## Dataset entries
· · ·
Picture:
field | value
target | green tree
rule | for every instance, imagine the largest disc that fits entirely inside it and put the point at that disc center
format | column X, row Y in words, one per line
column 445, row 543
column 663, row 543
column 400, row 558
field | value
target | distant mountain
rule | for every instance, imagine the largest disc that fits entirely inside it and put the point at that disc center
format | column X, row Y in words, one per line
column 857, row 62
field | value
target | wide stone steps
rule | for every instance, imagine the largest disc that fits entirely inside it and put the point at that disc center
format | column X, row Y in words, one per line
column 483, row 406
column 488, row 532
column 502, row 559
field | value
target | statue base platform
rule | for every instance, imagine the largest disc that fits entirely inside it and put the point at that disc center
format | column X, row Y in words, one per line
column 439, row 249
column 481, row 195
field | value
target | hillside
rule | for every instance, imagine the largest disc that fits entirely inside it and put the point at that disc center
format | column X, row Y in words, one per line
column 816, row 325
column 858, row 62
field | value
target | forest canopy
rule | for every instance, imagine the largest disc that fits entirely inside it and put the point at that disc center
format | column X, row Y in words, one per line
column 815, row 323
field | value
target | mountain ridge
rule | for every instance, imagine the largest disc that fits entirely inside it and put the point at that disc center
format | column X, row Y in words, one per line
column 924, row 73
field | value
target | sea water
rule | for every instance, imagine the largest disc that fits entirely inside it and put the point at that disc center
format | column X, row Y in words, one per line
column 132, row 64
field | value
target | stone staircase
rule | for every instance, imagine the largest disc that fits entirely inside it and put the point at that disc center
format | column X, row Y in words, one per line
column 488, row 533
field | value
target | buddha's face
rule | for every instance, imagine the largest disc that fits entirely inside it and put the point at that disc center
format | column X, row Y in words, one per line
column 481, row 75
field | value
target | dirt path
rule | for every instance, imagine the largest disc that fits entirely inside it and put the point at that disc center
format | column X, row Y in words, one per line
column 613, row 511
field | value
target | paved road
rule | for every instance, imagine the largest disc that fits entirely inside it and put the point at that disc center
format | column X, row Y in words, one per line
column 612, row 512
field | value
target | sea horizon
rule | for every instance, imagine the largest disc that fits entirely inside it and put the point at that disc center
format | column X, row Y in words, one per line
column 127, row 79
· · ·
## Problem details
Copy out all of the records above word for word, leaving nothing out.

## Answer to this exercise
Picture:
field | value
target | green tree
rule | for every instance, imagine the largest disc that fits entirely inside it and put the point at that disc center
format | column X, row Y in words, one per line
column 445, row 543
column 663, row 543
column 400, row 558
field | value
target | distant mountain
rule | for every instance, imagine the largest disc that fits entirely inside it and put the point at that disc center
format | column X, row Y in words, one per line
column 857, row 62
field | value
target | wide stone steps
rule | for every instance, imagine the largest disc that fits entirely inside it and put the point at that disc center
format | column X, row Y in words, one per line
column 483, row 406
column 488, row 532
column 502, row 559
field | value
target | statue base platform
rule | for every instance, imagine the largest disc that fits entirely inside it and put the point at that disc center
format | column X, row Y in words, one per line
column 439, row 249
column 481, row 195
field | value
target | hillside
rule | for every instance, imagine the largest disc that fits entirely inside it and put the point at that disc center
format | column X, row Y in words, one per line
column 816, row 325
column 858, row 62
field | value
target | forest canopy
rule | for every instance, imagine the largest disc that fits entirely inside it and put the point at that disc center
format | column X, row Y in words, one per line
column 815, row 323
field | value
target | mountain ridge
rule | for every instance, imagine the largest disc that fits entirely inside it and put the point at that disc center
format | column X, row Y in words, one per line
column 924, row 73
field | value
target | sea water
rule | for every instance, imagine the largest disc that fits entirely inside it and put the point at that disc center
format | column X, row Y in words, one per line
column 132, row 64
field | value
target | stone staircase
rule | for every instance, imagine the largest disc that fits entirely inside it and put the point at that disc center
format | column X, row Y in words, one per line
column 488, row 533
field | value
target | buddha's face
rule | for every instance, imagine the largest disc that fits entirely inside it and put the point at that disc center
format | column X, row Y in words, one per line
column 481, row 75
field | value
target | dirt path
rule | for every instance, imagine the largest disc that fits entirely inside it and put the point at that disc center
format | column X, row Y in words, one per line
column 613, row 511
field | value
target | paved road
rule | for every instance, imagine the largest disc that fits entirely inside it and put the point at that disc center
format | column X, row Y in words, one per line
column 612, row 512
field | value
target | sea horizon
rule | for every instance, imagine the largest disc that fits entirely inside it and put the point at that disc center
format | column X, row Y in words, one per line
column 127, row 79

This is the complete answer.